- _WHAT THIS TASK INVOLVES_
Could you write out the whole listing exactly as it appears?

- _ENTRIES SUPPLIED_
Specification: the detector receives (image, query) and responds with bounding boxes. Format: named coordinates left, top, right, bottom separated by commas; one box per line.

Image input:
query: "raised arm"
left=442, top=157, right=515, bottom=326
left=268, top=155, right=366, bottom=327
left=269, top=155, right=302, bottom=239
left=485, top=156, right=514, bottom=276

- _FINISHED EXERCISE_
Specification: the detector receives (image, query) and responds with bounding boxes. Format: named coordinates left, top, right, bottom separated by commas; one box per line.

Image input:
query: "raised arm"
left=442, top=157, right=515, bottom=326
left=268, top=155, right=366, bottom=327
left=269, top=155, right=302, bottom=239
left=485, top=156, right=514, bottom=276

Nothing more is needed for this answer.